*YOUR OBJECTIVE*:
Write out every entry exactly as it appears.

**** ENTRIES SHOWN

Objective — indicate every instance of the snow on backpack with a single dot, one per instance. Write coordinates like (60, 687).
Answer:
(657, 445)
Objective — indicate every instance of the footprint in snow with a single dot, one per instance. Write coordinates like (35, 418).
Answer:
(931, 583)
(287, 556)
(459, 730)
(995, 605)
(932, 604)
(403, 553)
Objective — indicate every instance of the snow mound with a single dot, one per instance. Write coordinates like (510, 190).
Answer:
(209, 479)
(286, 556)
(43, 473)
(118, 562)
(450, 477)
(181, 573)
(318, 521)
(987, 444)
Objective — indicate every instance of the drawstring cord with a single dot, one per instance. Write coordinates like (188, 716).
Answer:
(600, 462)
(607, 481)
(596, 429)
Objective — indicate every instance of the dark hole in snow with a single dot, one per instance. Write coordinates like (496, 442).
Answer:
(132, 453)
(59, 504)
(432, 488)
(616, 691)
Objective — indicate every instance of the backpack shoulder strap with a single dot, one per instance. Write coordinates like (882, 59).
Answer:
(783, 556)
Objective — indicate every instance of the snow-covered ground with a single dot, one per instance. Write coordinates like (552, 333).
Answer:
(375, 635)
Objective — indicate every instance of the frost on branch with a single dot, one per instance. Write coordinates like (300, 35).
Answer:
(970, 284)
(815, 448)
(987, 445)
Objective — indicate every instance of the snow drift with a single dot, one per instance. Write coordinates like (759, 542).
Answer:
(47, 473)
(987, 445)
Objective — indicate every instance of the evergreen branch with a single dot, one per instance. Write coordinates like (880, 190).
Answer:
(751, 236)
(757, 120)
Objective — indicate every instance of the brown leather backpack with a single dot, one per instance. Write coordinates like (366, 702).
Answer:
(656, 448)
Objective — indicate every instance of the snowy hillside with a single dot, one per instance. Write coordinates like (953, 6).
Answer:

********

*PROBLEM SOLUTION*:
Objective — indicate every instance of the snow on backpack with a single dot, one per instance. Write coordinates like (60, 687).
Answer:
(657, 445)
Objective — indicate every instance of the footprint in snow with a single dot, one per instance. Write coordinates like (35, 418).
Answer:
(931, 583)
(287, 556)
(459, 730)
(995, 605)
(932, 604)
(403, 553)
Objective — indicate every instance of the snow mound with a single dot, one per instance. Write coordinates like (510, 190).
Answer:
(209, 479)
(286, 556)
(43, 473)
(118, 562)
(450, 477)
(181, 573)
(318, 521)
(987, 444)
Objective — indicate every instance of the drawstring cord with a single dot, one per instance. Write coordinates like (188, 716).
Answer:
(600, 462)
(607, 481)
(596, 429)
Objective — indicate every instance of the dark hole in snow with a single dot, one per instance. Write coordinates like (496, 442).
Answer:
(132, 453)
(59, 504)
(432, 488)
(616, 691)
Objective — indicate every instance of the backpack shoulder strap with a single dot, one per instance. Write coordinates like (882, 59).
Answer:
(783, 556)
Objective — indicate every instance of the snow-covered ground with a single dot, one per instance. Write coordinates like (552, 333).
Answer:
(375, 635)
Objective — indicate every instance of the frost on branch with a single dot, one per instance. Write coordinates like (300, 35).
Answer:
(970, 284)
(815, 448)
(987, 445)
Objective — indicate every instance of the snow drift with a single dot, one per instance. Write coordinates like (759, 542).
Answer:
(47, 473)
(987, 445)
Objective — indicate every instance of the evergreen branch with a single dot, one per instance. Write coordinates like (880, 190).
Answer:
(751, 236)
(757, 120)
Objective — indicate every instance of the brown leather backpack with a single dot, one per instance. Write coordinates like (366, 702).
Answer:
(656, 448)
Objective — indicate every instance of the snowy hillside with a single dot, one per instance. Write coordinates like (953, 6).
Answer:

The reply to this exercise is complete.